- [PROBLEMAS]
(a) Você pode transcrever, da notícia sobre o Conselho de Ética da Câmara, tudo desde "Por: Isadora Peron" até "quebra de decoro."?
(b) Como prosseguiria a notícia sobre a disputa pela presidência do Conselho de Ética da Câmara, a partir da última frase apresentada?

- [TRECHO DO DOCUMENTO]
┏━━

Por: Isadora Peron / Daiene Cardoso

 

A possibilidade de o deputado Ricardo Izar (PP-SP) disputar a presidência do Conselho de Ética da Câmara este ano despertou desconfiança entre conselheiros atuais. Embora ainda não tenha formalizado a intenção de concorrer, Izar é visto como um representante do PP, um dos principais partidos investigados na Operação Lava Jato e que teria interesse em blindar seus parlamentares de investigação por quebra de decoro.

Izar já foi presidente do Conselho de Ética entre 2013 e 2015, mas atualmente era suplente no colegiado e relator do processo disciplinar contra o deputado Jean Wyllys (PSOL-RJ). Em sua gestão à frente do conselho, Izar comandou os processos de cassação dos ex-deputados André Vargas e Natan Donadon. A cassação do ex-deputado Luiz Argolo chegou a ser aprovada pelos conselheiros, mas a legislatura acabou sem que o processo avançasse.

Deputados que integram a atual formação do conselho temem que a disposição de Izar pode ser o primeiro sinal de que os partidos investigados na Lava Jato tentarão proteger seus parlamentares. “O ideal é que fosse alguém com mais isenção e equilíbrio”, disse um conselheiro.

Além de Izar, os deputados Sandro Alex (PSD-PR) - atual vice-presidente do conselho - e Marcos Rogério (DEM-RO) - relator do processo de cassação de Eduardo Cunha (PMDB-RJ) - já demonstraram interesse em presidir o colegiado. Ambos adotam o discurso de unidade e preservação da imagem do colegiado. “Quem assumir o conselho vai estar limitado pelas normas internas e pela pressão da opinião pública”, ressaltou um deputado que é titular da atual formação.

┗━━

- [LINHAS ARMAZENADAS]
┏━━

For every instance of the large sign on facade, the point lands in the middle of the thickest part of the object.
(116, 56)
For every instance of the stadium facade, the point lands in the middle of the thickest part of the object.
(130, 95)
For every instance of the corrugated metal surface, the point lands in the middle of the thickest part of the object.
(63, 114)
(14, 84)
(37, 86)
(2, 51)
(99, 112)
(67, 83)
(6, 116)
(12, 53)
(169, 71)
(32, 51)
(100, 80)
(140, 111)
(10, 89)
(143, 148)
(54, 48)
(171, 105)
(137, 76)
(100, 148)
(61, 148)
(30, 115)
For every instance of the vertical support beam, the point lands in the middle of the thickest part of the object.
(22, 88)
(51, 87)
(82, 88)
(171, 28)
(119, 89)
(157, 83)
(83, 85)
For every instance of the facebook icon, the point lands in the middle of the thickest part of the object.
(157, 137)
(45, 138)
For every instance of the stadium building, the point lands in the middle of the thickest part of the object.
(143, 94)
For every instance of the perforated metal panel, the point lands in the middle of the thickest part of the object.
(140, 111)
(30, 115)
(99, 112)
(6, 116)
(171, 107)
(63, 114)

┗━━

- [RESULTADOS ESPERADOS]
(a)
Por: Isadora Peron / Daiene Cardoso

 

A possibilidade de o deputado Ricardo Izar (PP-SP) disputar a presidência do Conselho de Ética da Câmara este ano despertou desconfiança entre conselheiros atuais. Embora ainda não tenha formalizado a intenção de concorrer, Izar é visto como um representante do PP, um dos principais partidos investigados na Operação Lava Jato e que teria interesse em blindar seus parlamentares de investigação por quebra de decoro.

(b)
O líder do PP, deputado Arthur Lira (AL), disse que não recebeu o pedido de Izar para integrar o grupo e que ainda vai definir quem serão os dois representantes do PP no colegiado. Lira é um dos investigados na Lava Jato.

Conselheiros consideram ruim para a imagem do colegiado ter um presidente filiado a um partido investigado na Lava Jato. Os membros mais antigos lembram que Izar foi um presidente “cuidadoso” e “dedicado” enquanto ocupou a função, por isso o relançamento de seu nome poderia atender a estratégia dos partidos de serem discretos na blindagem. “Pode ser uma estratégia de lançar alguém que não levante suspeitas”, concluiu um parlamentar.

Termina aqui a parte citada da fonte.